• _What the exercise asks_: The records that follow must be reproduced in full, exactly as written.

• _Given information_:
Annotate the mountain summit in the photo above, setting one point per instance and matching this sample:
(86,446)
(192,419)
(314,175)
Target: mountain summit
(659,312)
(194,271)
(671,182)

• _Answer_:
Annotate the mountain summit in the photo above, setting one point per instance and matching this sample:
(86,446)
(192,419)
(314,175)
Target: mountain summit
(659,312)
(194,271)
(671,182)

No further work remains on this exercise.